§ Reading passage
<<<<

Hi everyone! So Rory McIlroy isn’t playing in Memphis, and all of a sudden, folks are upset.
Rory passes on the playoff opener
Rory McIlroy is the only one of the 70 players eligible to compete in this week’s FedEx St. Jude Championship that has opted out of playing in the FedEx Cup playoff opener. Some people are big mad about it, spurring talk of a McIlroy Rule that would compel players to compete throughout the playoffs to collect from the Tour Championship purse.
This is insane.
McIlroy comes into the playoffs ranked second in the points standings, with a lead of about 850 points over third-place Sepp Straka. With the winner in Memphis earning 2,000 points, a pure runner-up earning 1,200 points and a no-ties third-place finisher earning 760 points, McIlroy will be no worse than fourth in the points heading into the second leg at Caves Valley in Maryland next week. And there are scenarios where no one passes McIlroy at all.
Basically, there’s little incentive for McIlroy to play four days of golf in 90-plus-degree heat at a course he probably doesn’t love. He has more money than he’ll ever need. He just won $10 million on Sunday by finishing second in the regular-season points list, and he didn’t have to pick up a club to do it. He’s won some $65 million in his career in the playoffs. He’s good on cash.

>>>>

§ Objective a
In the records, rewrite the lines from the line with "Target: scattered peppercorn on table" through the end of the records, substituting "black olive" for "green olive" and leaving everything else unchanged.
The article on Rory McIlroy and the records have no connection to each other.

§ Dataset records
<<<<

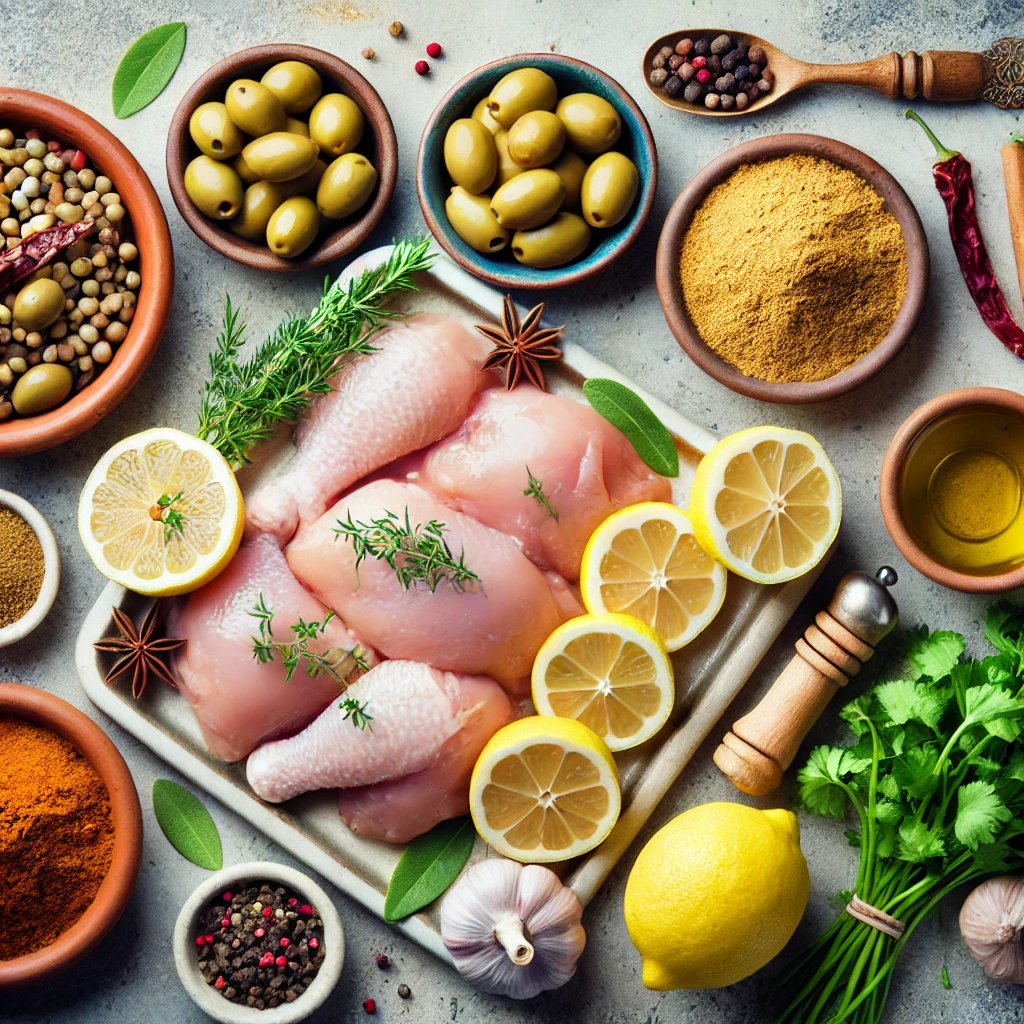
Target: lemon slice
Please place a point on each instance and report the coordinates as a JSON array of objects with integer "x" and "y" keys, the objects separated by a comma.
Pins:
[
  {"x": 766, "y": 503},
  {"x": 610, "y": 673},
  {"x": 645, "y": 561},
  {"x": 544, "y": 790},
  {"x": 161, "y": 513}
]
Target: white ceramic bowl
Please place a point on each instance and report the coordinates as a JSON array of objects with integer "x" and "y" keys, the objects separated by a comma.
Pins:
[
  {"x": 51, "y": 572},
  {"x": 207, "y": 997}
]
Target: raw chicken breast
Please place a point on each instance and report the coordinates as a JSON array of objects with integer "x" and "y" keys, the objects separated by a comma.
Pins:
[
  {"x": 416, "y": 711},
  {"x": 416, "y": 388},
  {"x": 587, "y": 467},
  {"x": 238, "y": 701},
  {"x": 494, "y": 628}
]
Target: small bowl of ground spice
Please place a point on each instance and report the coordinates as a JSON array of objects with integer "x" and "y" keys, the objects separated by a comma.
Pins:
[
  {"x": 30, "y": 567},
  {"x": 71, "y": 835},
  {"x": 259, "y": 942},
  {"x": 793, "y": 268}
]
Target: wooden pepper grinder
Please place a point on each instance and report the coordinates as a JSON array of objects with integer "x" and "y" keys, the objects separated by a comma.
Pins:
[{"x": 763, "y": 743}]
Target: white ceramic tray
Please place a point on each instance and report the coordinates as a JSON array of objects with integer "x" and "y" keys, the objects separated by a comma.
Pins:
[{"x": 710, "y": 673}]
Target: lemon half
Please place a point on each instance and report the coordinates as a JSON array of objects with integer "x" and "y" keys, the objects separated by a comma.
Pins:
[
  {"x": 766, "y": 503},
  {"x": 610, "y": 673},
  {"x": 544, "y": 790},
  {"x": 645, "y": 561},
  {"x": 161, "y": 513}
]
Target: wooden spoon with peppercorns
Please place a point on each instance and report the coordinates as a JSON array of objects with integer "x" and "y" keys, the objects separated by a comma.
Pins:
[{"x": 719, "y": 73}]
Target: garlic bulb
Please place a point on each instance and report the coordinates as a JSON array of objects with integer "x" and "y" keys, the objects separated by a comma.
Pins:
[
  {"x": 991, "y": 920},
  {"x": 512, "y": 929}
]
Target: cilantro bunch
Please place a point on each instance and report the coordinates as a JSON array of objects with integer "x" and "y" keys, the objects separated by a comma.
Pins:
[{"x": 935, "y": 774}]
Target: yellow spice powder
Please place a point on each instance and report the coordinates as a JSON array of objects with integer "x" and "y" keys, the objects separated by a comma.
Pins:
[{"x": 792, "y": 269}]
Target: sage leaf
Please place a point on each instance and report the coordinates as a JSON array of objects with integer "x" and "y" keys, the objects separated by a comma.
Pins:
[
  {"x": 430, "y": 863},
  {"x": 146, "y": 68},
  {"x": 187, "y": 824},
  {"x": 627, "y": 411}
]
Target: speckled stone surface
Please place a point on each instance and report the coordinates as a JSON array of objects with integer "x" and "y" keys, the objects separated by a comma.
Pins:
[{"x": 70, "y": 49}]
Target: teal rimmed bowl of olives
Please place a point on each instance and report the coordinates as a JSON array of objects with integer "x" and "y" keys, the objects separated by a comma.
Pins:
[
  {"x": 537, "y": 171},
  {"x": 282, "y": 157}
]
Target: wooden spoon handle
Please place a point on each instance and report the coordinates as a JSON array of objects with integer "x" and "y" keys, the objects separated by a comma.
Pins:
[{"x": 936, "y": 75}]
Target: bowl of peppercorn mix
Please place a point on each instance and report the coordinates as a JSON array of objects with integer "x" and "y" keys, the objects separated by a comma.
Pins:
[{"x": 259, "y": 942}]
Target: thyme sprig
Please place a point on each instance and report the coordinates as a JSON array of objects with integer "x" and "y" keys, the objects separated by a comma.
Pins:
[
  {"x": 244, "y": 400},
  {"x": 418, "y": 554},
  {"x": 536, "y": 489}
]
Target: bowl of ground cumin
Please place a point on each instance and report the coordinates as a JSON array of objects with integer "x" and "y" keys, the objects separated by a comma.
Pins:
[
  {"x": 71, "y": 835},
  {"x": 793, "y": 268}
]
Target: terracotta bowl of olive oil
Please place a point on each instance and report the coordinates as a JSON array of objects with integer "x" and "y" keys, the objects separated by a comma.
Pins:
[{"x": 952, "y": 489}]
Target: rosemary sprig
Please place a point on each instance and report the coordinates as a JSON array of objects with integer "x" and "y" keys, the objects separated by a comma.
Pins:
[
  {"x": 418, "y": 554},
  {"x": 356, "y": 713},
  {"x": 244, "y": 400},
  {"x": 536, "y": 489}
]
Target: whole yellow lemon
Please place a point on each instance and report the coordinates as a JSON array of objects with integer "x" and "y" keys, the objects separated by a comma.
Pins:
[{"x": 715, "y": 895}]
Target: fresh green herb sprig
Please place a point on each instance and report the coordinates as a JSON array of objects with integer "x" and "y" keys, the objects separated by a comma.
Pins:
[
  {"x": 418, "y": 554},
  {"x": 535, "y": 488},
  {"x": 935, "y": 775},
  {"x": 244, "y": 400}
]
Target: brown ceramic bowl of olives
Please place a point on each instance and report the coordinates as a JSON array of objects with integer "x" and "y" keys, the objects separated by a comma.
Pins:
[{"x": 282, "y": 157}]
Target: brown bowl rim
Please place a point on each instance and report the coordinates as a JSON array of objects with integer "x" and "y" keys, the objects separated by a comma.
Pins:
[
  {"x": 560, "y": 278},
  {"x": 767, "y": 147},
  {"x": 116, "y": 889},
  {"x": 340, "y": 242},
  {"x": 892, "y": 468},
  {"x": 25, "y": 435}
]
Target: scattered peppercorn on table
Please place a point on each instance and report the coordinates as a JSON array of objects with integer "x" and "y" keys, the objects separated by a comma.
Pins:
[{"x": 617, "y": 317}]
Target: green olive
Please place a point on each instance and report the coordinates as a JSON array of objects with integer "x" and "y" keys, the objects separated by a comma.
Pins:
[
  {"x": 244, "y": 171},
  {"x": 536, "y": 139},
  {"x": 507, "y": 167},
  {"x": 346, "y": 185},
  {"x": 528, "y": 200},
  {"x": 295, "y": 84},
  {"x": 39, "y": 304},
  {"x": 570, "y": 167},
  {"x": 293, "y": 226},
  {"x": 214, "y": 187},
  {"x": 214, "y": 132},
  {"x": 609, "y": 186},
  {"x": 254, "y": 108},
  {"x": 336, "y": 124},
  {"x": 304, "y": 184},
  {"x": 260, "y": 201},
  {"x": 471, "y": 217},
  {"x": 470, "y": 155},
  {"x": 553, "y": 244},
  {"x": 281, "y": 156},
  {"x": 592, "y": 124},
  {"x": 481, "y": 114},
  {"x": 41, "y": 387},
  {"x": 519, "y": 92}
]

>>>>

§ Objective b
Reproduce the article on Rory McIlroy verbatim from "Basically, there’s little" to "good on cash.".

§ Written answer a
Target: scattered peppercorn on table
Please place a point on each instance and report the coordinates as a JSON array of objects with integer "x" and "y" keys, the objects separated by a comma.
Pins:
[{"x": 617, "y": 317}]
Target: black olive
Please place a point on each instance and report the coordinates as a JSON array of objects with integer "x" and "y" keys, the objects separated by a comma.
Pins:
[
  {"x": 244, "y": 171},
  {"x": 536, "y": 139},
  {"x": 507, "y": 167},
  {"x": 346, "y": 185},
  {"x": 528, "y": 200},
  {"x": 295, "y": 84},
  {"x": 39, "y": 304},
  {"x": 570, "y": 167},
  {"x": 293, "y": 226},
  {"x": 214, "y": 187},
  {"x": 214, "y": 132},
  {"x": 609, "y": 186},
  {"x": 254, "y": 108},
  {"x": 336, "y": 124},
  {"x": 304, "y": 184},
  {"x": 260, "y": 201},
  {"x": 471, "y": 217},
  {"x": 470, "y": 155},
  {"x": 553, "y": 244},
  {"x": 281, "y": 156},
  {"x": 592, "y": 124},
  {"x": 481, "y": 114},
  {"x": 41, "y": 387},
  {"x": 519, "y": 92}
]

§ Written answer b
Basically, there’s little incentive for McIlroy to play four days of golf in 90-plus-degree heat at a course he probably doesn’t love. He has more money than he’ll ever need. He just won $10 million on Sunday by finishing second in the regular-season points list, and he didn’t have to pick up a club to do it. He’s won some $65 million in his career in the playoffs. He’s good on cash.